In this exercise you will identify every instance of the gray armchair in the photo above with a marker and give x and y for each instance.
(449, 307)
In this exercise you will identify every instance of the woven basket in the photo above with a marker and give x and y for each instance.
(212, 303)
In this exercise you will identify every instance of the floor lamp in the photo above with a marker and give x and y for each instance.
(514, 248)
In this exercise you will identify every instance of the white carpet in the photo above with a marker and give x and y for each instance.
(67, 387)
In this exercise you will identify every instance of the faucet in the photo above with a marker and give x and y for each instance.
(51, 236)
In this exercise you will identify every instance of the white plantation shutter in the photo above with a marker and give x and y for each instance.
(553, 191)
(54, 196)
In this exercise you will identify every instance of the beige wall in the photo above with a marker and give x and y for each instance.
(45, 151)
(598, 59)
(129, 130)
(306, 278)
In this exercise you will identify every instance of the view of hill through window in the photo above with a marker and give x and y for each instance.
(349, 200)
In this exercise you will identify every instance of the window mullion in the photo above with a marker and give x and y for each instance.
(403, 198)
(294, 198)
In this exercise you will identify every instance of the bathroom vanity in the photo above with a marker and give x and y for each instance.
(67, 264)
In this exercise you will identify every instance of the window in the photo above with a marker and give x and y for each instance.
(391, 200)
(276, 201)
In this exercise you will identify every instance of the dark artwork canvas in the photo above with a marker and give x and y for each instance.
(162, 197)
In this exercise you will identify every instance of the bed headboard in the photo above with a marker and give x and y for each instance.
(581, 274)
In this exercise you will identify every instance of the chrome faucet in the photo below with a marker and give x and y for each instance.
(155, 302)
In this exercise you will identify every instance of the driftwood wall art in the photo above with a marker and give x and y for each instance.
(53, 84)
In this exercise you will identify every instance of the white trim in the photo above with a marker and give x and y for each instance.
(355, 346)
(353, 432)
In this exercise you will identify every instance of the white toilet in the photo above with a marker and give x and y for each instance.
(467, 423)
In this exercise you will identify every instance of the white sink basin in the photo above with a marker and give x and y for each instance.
---+---
**ACTIVITY**
What is needed is a full, exact copy of the records.

**EXERCISE OUTPUT**
In this exercise you will identify every instance of the gray armchair in the photo above with a marker and give x and y for each instance.
(449, 307)
In this exercise you will identify every instance of the woven basket in the photo above with a marker and give x and y for each instance.
(212, 303)
In this exercise you will identify every instance of the floor lamp in the photo above with a marker and give x and y for each instance.
(514, 248)
In this exercise you will identify every instance of the white carpet in the photo above with a marker and give x and y for each instance.
(67, 387)
In this exercise you will identify every instance of the faucet in the photo above with a marker and give x and y for each instance.
(51, 236)
In this exercise you will identify every instance of the white plantation shutter in the photo above with a marker and give x and y for each instance.
(553, 191)
(54, 196)
In this exercise you will identify every instance of the beige wall in the photo above with a marker and give x and y for each instance.
(45, 151)
(598, 59)
(129, 130)
(306, 278)
In this exercise you will identify every instance of the view of hill through window in the photo above with a marker and give x and y for each instance.
(349, 200)
In this exercise you will identify every instance of the window mullion in the photo above with a marker and give x and y for each instance.
(403, 198)
(294, 198)
In this exercise you will identify every instance of the bathroom vanity in the photo above with a marker and give x and y for each instance.
(67, 264)
In this exercise you will identify every instance of the window in the photo above with a marker and give x and y for each instance.
(391, 200)
(276, 201)
In this exercise you will identify every instance of the dark artwork canvas in the photo above with a marker and give x and y for each instance.
(162, 197)
In this exercise you will identify every instance of the bed headboard in the photo above with a marker and give x and y for each instance.
(581, 274)
In this exercise you will identify every instance of the chrome faucet in the photo below with a marker and give x and y for each instance.
(155, 302)
In this exercise you will identify every instance of the driftwood wall art in the photo above with a marker and give x and y for each instance.
(53, 84)
In this exercise you will identify every instance of the white trim in the photo above with a marker and give x and y for each instance.
(355, 346)
(353, 432)
In this exercise you will identify every instance of the white toilet in the photo above with a marker and give x and y for each instance.
(467, 423)
In this exercise you will identify every instance of the white sink basin in the photo above with a marker and give x and y for each instance.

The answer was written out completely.